Work item A: In the regex thread, can you restate the paragraph beginning "I have to parse various strings" more briefly, keeping its main facts?
Work item B: According to the regex thread, why does a count of 4 on c3, c4 make sense? Answer in one to three sentences.
Work item C: From the regex thread, transcribe the part that opens with the words containing "Why you've got" and closes with "from a string?".

Given text:
- Opening Delimiter -

Why you've got a count of 14 on the c3, c4 surprises me... I got a 4 which makes sence because of the double counting due to the zero length matches.

Is there a RegEx that can parse out the longest list of digits from a string?

I have to parse various strings and determine a prefix, number, and suffix. The problem is the strings can come in a wide variety of formats. The best way for me to think about how to parse it is to find the longest number in the string, then take everything before that as a prefix and everything after that as a suffix.
Some examples:
0001 - No prefix, Number = 0001, No suffix
1-0001 - Prefix = 1-, Number = 0001, No suffix
AAA001 - Prefix = AAA, Number = 001, No suffix
AAA 001.01 - Prefix = AAA , Number = 001, Suffix = .01
1_00001-01 - Prefix = 1_, Number = 00001, Suffix = -01
123AAA 001_01 - Prefix = 123AAA , Number = 001, Suffix = _01
The strings can come with any mixture of prefixes and suffixes, but the key point is the Number portion is always the longest sequential list of digits.

- Closing Delimiter -

Collected data entries
- Opening Delimiter -

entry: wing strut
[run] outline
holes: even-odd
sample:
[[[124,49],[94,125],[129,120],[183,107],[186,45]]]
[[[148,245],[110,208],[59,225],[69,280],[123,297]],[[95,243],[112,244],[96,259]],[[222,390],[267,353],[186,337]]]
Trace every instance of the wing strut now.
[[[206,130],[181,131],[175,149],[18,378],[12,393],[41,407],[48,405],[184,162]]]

- Closing Delimiter -

Written solution A: Various strings must be split into a prefix, a number, and a suffix, but they arrive in many formats. The planned approach is to find the longest number in the string, treat everything before it as the prefix, and treat everything after it as the suffix.

Written solution B: A count of 4 makes sense because the zero-length matches cause double counting.

Written solution C:
Why you've got a count of 14 on the c3, c4 surprises me... I got a 4 which makes sence because of the double counting due to the zero length matches.

Is there a RegEx that can parse out the longest list of digits from a string?